── Entries provided ──

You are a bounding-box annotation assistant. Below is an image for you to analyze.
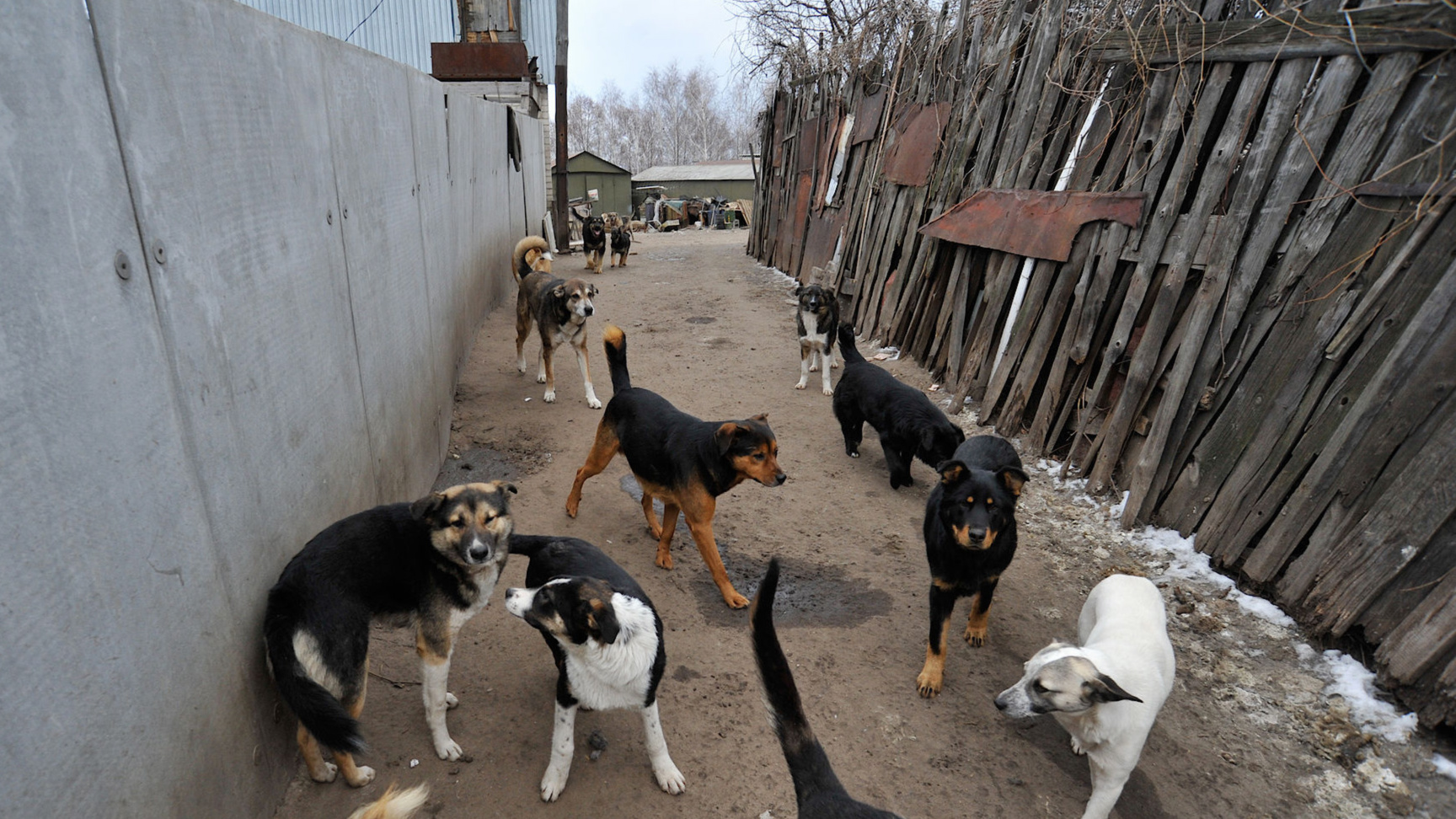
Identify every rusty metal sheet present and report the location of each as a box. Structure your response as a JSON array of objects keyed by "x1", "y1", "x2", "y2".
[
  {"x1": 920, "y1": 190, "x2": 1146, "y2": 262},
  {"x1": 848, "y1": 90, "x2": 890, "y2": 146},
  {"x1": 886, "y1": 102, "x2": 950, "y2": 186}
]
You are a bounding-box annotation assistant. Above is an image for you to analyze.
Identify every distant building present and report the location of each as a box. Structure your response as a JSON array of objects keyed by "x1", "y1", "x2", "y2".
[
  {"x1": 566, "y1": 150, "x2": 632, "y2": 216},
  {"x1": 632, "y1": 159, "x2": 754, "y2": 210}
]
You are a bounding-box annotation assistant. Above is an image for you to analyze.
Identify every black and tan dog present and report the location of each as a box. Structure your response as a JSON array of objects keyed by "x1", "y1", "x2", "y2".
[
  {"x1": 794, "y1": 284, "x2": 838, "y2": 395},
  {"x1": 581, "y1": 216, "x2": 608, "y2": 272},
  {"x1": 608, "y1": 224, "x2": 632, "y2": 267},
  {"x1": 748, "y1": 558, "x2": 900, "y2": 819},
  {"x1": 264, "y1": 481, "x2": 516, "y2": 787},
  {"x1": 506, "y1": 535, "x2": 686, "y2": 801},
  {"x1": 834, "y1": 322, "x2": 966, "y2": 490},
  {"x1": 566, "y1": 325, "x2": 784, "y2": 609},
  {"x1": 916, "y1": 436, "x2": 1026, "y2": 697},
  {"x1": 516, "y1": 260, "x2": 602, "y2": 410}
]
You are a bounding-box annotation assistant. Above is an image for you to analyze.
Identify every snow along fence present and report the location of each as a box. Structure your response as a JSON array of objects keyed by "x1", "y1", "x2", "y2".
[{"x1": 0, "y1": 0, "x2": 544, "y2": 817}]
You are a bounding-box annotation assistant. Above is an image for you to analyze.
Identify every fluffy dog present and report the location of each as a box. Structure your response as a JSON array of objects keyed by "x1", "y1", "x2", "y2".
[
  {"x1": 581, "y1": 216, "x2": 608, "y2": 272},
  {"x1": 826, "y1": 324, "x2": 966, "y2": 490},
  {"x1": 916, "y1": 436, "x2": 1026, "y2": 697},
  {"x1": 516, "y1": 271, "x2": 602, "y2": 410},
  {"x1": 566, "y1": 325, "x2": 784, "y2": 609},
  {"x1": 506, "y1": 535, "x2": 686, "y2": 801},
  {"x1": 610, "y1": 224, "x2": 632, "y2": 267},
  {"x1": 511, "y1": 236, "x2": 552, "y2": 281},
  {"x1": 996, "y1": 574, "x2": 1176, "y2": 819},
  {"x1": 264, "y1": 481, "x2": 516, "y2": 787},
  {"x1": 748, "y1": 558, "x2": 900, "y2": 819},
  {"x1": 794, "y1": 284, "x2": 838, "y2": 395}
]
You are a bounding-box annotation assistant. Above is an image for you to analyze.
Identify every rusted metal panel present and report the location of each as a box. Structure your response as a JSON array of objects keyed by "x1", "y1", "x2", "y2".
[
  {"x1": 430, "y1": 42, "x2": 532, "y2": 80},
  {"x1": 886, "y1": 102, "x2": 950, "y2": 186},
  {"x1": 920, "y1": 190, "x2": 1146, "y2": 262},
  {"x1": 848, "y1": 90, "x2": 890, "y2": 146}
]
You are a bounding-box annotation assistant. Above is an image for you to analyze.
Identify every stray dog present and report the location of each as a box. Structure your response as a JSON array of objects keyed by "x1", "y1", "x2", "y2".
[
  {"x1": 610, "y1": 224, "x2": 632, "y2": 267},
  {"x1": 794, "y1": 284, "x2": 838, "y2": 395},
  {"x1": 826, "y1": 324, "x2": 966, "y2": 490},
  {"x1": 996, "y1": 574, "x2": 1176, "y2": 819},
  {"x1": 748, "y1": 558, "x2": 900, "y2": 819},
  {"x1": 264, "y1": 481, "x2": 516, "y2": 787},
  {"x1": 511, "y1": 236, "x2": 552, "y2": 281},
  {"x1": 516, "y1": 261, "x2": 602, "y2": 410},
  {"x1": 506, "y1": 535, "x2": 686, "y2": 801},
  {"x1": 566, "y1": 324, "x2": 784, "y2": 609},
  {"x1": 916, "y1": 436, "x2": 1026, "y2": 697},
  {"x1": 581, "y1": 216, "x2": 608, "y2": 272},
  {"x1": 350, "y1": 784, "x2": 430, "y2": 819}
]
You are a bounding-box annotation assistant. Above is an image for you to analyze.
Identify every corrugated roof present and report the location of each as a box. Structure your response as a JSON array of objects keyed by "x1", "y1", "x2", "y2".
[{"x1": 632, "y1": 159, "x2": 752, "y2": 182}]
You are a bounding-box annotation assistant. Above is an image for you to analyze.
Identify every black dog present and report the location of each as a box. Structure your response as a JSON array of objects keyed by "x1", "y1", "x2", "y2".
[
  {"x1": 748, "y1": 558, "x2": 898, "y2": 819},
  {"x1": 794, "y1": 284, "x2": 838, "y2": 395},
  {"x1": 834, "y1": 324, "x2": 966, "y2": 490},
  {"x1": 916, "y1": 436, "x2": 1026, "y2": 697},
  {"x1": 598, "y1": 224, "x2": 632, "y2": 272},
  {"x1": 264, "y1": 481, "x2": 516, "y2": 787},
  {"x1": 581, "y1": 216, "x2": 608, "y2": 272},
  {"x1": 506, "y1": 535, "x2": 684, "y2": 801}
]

───

Extract every line of the rows above that contains the string "black", matching case exactly.

Identify every black and tan dog present and report the location of each as a box. Structure your response as a JSON array of objects keyed by "x1", "y1", "x2", "y2".
Identify every black dog present and report the location of each as a box. Structure your response as a JSON array of objects keyed by "x1", "y1", "x2", "y2".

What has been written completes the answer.